(Saved entries)
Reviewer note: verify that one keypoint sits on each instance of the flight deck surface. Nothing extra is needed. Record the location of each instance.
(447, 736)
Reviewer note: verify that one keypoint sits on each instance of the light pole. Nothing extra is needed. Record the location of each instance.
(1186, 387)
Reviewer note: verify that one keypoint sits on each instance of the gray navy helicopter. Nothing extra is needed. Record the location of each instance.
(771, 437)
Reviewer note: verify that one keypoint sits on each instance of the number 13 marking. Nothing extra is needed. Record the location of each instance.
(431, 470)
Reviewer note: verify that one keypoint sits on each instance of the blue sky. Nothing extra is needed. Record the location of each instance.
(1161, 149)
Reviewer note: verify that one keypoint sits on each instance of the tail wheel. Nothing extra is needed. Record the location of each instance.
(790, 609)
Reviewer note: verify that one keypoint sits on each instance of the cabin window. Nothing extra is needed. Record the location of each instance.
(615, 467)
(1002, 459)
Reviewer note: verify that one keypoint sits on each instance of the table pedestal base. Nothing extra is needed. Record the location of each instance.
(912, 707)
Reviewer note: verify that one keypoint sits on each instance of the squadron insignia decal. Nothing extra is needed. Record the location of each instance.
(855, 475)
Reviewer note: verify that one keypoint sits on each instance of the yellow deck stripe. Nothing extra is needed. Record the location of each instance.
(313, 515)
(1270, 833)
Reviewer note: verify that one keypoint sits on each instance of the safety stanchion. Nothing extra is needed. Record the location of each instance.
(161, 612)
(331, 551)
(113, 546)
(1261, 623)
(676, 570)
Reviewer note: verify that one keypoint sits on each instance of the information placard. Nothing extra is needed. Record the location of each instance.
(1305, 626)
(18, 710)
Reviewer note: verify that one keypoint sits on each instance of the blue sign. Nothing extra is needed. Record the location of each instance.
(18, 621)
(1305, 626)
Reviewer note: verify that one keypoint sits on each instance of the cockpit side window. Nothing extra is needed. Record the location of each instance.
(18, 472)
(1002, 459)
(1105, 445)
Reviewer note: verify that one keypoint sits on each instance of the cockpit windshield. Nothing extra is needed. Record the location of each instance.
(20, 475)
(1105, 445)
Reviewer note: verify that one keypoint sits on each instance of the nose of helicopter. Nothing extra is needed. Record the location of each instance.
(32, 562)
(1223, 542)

WHAT YOU HAVE TO DO:
Recast the saved entries above as a two-column CSV with the headers input and output, one row per line. Put the line's text under input and its points under output, with each field in double quotes and any line breaks turned into spaces.

WRITTEN ANSWER:
input,output
"Reviewer note: verify that one keypoint sits on each instance of the flight deck surface. Nothing extra is needed. Record the location of each instance.","(447, 736)"
"Reviewer note: verify that one keypoint sits on each instance of the light pole. Nothing extra is needed. Record the location of each instance.","(1186, 387)"
"Reviewer note: verify that one keypoint sits on each instance of the gray navy helicopter. Nothing extra is needed. Record the location of each instance.","(771, 437)"
"Reviewer note: verify that one keypoint sits on each instance of the number 13 marking. Nothing extra is needed. Record the location of each instance.","(431, 470)"
"Reviewer note: verify that one keypoint sits on each instance of the blue sky. Nothing extra is needed. Record the location of each instance.","(1161, 149)"
"Reviewer note: verify that one keypoint sits on each instance of the tail wheel. Nothing extra is needed. Record the location of each instance.","(790, 609)"
"Reviewer note: verify that one keypoint sits on each instance of the cabin window. Nothing extra is needed. Record the location of each instance.","(615, 467) (1002, 459)"
"Reviewer note: verify that one keypoint sits on each instance of the table pedestal base. Nothing extra is needed. Record the location of each instance.","(912, 707)"
"Reviewer note: verify that one keypoint sits on each instance of the squadron insignia decal. Nothing extra is needed. Record the location of each instance.","(855, 475)"
"Reviewer note: verify that one keypoint sits on each instance of the yellow deck stripe. Nothing extra is needed. Record the location of each instance.","(313, 515) (1270, 833)"
"Reviewer note: verify that one keypoint sits on each instance of the safety stanchion. Nothing extra is needed. Record the location of each instance.","(161, 612) (331, 551) (113, 546) (1261, 623) (676, 570)"
"Reviewer note: verify that one keypoint sits on each instance of the information placard. Nothing extra is needed. Record the location of each instance.","(1305, 626) (18, 710)"
"Reviewer note: verify that one keypoint sits on each instance of the blue sign. Nothing extra is needed. Record the location of each instance.","(18, 621) (1305, 626)"
"Reviewer note: verify that one keypoint sits on each instance of the cockpit side window. Nothing extra is needed. Record the location of each instance.","(18, 472) (1002, 459) (1105, 445)"
"Reviewer note: verify that one keypoint sits on each instance of the cockpit windshield. Nothing extra is needed. Record the location of each instance.","(20, 475) (1105, 445)"
"Reviewer note: verify that one keypoint sits on each instance of the nose of helicopter. Nothing extra is needed. Record the location of each instance.","(32, 562) (1223, 542)"